== Data records ==
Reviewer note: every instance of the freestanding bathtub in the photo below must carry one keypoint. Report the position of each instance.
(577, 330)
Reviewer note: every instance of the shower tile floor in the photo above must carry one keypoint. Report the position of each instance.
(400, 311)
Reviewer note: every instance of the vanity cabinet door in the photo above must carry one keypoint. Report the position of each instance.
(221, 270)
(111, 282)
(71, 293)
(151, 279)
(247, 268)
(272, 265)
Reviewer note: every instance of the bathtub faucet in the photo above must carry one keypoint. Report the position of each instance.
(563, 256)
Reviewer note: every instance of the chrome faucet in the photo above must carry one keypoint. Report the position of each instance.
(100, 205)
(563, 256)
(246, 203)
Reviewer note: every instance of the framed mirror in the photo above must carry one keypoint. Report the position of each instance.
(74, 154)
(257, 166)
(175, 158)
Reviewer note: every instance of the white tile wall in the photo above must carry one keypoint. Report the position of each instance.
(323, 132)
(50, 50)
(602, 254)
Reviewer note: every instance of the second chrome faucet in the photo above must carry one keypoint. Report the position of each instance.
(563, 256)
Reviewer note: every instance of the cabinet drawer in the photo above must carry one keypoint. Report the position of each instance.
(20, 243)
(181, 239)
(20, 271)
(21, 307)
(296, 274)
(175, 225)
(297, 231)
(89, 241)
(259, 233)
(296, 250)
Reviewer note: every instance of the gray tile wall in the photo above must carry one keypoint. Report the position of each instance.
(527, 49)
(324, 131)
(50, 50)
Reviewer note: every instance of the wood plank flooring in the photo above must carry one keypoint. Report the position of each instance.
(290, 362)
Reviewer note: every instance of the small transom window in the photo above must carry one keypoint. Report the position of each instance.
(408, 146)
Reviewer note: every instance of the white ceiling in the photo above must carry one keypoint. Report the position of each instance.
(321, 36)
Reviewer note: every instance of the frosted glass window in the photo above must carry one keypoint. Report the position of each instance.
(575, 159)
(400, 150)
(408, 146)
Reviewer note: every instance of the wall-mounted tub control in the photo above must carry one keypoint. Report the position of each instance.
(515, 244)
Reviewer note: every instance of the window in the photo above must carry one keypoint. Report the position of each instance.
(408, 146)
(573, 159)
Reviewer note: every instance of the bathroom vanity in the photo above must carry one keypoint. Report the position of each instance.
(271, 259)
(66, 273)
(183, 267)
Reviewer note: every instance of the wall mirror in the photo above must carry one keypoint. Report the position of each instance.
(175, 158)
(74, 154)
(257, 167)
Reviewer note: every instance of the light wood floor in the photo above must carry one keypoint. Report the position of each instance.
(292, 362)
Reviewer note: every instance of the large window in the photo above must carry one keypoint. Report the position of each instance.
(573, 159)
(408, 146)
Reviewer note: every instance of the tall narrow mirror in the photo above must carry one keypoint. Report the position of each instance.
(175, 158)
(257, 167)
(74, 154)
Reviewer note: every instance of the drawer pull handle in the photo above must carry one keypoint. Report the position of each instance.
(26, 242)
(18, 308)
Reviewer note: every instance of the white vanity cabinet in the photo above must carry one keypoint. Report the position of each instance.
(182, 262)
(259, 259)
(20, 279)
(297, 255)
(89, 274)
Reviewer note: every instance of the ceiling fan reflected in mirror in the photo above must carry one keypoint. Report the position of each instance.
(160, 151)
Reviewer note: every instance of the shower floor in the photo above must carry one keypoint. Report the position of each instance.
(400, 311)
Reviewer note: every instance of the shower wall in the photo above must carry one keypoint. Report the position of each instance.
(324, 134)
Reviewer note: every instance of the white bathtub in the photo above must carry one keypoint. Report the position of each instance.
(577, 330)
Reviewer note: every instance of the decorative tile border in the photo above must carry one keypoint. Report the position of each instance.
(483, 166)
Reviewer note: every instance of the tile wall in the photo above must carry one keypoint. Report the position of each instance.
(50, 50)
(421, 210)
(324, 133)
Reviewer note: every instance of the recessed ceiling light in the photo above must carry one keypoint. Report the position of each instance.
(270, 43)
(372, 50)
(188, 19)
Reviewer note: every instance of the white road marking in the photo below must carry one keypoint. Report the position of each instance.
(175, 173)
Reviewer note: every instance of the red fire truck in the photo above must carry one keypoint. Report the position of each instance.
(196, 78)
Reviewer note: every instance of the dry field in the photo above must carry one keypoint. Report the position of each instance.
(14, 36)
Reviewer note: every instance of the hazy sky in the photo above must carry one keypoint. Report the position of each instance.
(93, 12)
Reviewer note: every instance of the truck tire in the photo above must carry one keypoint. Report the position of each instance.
===
# [Directions for this task]
Repeat all the data, every line exactly.

# [Output for this exercise]
Reviewer note: every instance of the freestanding bathtub in the photo below must carry one keypoint. Report the position of each instance.
(577, 330)
Reviewer note: every instance of the shower tile floor in the photo above must carry one keypoint. Report the position of each instance.
(400, 311)
Reviewer note: every instance of the vanity cabinet door in the photo above must carry one keypoint. Report the position of each instance.
(221, 270)
(111, 282)
(71, 293)
(151, 279)
(247, 268)
(272, 265)
Reviewer note: every instance of the bathtub faucet in the photo above must carry one keypoint. Report the position of each instance.
(563, 256)
Reviewer note: every instance of the chrome faucet in the photo above must carry one keypoint. Report the position of each instance.
(100, 205)
(563, 256)
(246, 203)
Reviewer note: every instance of the framed mirror in the photo above must carry one keypoint. Report the position of each instance.
(74, 154)
(257, 166)
(175, 158)
Reviewer note: every instance of the white tile wall in the photo above must carry one keypoint. Report the position of each instance.
(323, 132)
(50, 50)
(602, 254)
Reviewer note: every instance of the second chrome faucet in the photo above must carry one keypoint. Report the position of each instance.
(563, 256)
Reviewer note: every instance of the cabinet drawer in the photo above must carry one keypoint. Report the position of each instance.
(20, 243)
(181, 239)
(20, 271)
(21, 307)
(296, 274)
(175, 225)
(297, 231)
(89, 241)
(259, 233)
(296, 250)
Reviewer note: every instance of the gray tile wall in the photo above must carry one keypoint. Report the position of each instance.
(527, 49)
(324, 131)
(50, 50)
Reviewer note: every instance of the wood plank flooring in the photo above must carry one keypoint. Report the position of each instance.
(290, 362)
Reviewer note: every instance of the small transom window in the photo above must carry one keypoint. Report the position of each instance.
(408, 146)
Reviewer note: every instance of the white ceiling in the photo above must carry one keypoint. Report the position of each instance.
(321, 36)
Reviewer note: every instance of the frosted glass window in the photo above must carry one keypoint. Report the position of each instance.
(575, 159)
(400, 150)
(408, 146)
Reviewer note: every instance of the wall-mounted tub control in the photo above must carry one keypoint. Report the position of each instance.
(515, 244)
Reviewer note: every instance of the window in the photo above must carry one keypoint. Report the position of each instance.
(408, 146)
(573, 159)
Reviewer note: every instance of the bathroom vanity in the photo above must carry one keypoint. Report the position of each instance.
(271, 259)
(66, 273)
(183, 267)
Reviewer note: every instance of the wall mirror in the photo above must carry one keypoint. Report the position of each instance.
(175, 158)
(74, 154)
(257, 167)
Reviewer note: every instance of the light wood floor in the photo above must carry one keypoint. Report the position of each instance.
(292, 362)
Reviewer note: every instance of the large window in the photo above must carry one keypoint. Report the position of each instance.
(573, 159)
(408, 146)
Reviewer note: every instance of the tall narrow mirror in the photo above must carry one keypoint. Report the position of each instance.
(175, 158)
(257, 167)
(74, 154)
Reviewer note: every instance of the drawer pull handle in the photo above must carry one keypoint. Report the position of each instance.
(26, 242)
(18, 308)
Reviewer note: every instance of the white vanity cabinet in the photo above must carry one keypoint. Report the position of each instance.
(182, 262)
(259, 259)
(20, 279)
(297, 255)
(89, 274)
Reviewer note: every instance of the ceiling fan reflected in mirror in the photo above must carry one keypoint. Report the position of each instance.
(160, 151)
Reviewer note: every instance of the shower floor in the photo above must carry one keypoint. Report the position of each instance.
(400, 311)
Reviewer note: every instance of the shower wall in the photo above must carry one keypoint. Report the position of each instance.
(324, 134)
Reviewer note: every instance of the white bathtub in the photo above must carry one keypoint. Report the position of each instance.
(577, 330)
Reviewer note: every instance of the decorative tile border in the photo above must carry one keypoint. Report the position of each instance.
(483, 166)
Reviewer note: every instance of the tile wall in the photo above must carry one keypoint. Report the position of each instance.
(50, 50)
(421, 210)
(324, 133)
Reviewer note: every instance of the recessed ceiling light in the photo above must carry one keypoint. Report the position of each instance.
(270, 43)
(372, 50)
(188, 19)
Reviewer note: every instance of the white road marking in the photo below must carry one keypoint. Report the position of each instance.
(175, 173)
Reviewer note: every instance of the red fire truck in the photo above must carry one keypoint. Report the position of each instance.
(196, 78)
Reviewer note: every instance of the dry field in the photo above must carry one keypoint. Report the position of each instance.
(14, 36)
Reviewer note: every instance of the hazy sky in the photo above must carry one keypoint. Report the position of each instance.
(93, 12)
Reviewer note: every instance of the truck tire in the photo above must carry one keypoint. Report the position of each instance.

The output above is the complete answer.